__TASK OBJECTIVE__.
Find each line in the rows below that contains the word "woman", and copy those lines out in full.

## BEGIN

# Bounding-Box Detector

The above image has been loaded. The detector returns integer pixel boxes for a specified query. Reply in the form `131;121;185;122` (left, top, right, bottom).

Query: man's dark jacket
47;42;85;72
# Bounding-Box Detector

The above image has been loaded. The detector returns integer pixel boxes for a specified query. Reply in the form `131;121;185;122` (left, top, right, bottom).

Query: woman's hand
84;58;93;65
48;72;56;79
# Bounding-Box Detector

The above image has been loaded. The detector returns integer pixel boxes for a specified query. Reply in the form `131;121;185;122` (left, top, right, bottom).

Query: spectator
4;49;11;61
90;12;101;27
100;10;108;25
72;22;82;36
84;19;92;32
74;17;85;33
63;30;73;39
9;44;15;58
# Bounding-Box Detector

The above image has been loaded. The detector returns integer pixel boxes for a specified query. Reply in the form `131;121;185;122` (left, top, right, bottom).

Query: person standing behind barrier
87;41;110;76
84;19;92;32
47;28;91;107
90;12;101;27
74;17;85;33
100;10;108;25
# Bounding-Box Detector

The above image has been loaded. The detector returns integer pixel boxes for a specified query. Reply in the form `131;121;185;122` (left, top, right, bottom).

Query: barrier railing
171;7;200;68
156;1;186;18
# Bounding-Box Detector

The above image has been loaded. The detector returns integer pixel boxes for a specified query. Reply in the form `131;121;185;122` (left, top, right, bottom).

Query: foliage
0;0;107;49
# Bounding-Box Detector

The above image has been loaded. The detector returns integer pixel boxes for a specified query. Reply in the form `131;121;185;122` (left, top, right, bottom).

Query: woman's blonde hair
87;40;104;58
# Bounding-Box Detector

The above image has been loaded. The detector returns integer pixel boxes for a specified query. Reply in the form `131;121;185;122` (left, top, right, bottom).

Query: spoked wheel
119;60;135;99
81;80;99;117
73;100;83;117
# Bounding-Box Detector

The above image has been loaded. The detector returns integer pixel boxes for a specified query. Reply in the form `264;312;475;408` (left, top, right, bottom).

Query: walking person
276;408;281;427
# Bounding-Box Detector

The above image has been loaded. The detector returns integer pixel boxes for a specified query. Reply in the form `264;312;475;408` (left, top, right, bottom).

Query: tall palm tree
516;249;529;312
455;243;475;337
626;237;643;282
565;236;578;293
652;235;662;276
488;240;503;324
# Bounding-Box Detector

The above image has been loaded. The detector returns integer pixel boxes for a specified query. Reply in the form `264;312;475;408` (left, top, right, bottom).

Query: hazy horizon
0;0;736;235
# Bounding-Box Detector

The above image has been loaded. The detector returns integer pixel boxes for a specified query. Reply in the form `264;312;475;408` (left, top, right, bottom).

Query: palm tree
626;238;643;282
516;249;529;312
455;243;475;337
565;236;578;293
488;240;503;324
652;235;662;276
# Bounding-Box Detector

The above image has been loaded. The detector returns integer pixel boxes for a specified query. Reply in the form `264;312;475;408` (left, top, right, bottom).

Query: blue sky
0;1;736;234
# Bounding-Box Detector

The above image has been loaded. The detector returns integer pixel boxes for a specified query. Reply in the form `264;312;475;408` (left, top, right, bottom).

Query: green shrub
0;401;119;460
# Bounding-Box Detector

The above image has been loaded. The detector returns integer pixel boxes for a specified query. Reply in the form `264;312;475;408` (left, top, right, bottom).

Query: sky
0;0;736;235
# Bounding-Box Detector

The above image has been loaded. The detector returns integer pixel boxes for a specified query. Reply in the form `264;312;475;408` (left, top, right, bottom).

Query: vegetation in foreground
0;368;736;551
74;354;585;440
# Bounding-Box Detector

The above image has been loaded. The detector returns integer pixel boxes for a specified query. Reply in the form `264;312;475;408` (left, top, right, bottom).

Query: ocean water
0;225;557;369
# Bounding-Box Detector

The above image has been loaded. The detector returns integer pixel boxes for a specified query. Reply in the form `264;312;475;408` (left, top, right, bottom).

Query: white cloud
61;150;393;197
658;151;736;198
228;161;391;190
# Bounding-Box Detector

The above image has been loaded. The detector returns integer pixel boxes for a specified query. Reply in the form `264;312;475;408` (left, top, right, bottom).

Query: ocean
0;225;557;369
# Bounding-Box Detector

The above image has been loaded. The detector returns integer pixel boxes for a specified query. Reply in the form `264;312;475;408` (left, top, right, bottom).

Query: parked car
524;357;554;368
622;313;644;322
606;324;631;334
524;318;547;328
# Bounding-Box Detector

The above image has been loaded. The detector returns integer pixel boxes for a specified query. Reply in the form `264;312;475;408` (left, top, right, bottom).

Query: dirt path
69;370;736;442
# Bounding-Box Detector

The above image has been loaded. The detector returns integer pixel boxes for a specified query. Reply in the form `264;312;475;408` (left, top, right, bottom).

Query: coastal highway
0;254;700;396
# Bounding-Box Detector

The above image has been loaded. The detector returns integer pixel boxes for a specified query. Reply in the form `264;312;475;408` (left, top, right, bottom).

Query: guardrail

## END

__TASK RESPONSE__.
Query: woman's hand
Query: woman's blonde hair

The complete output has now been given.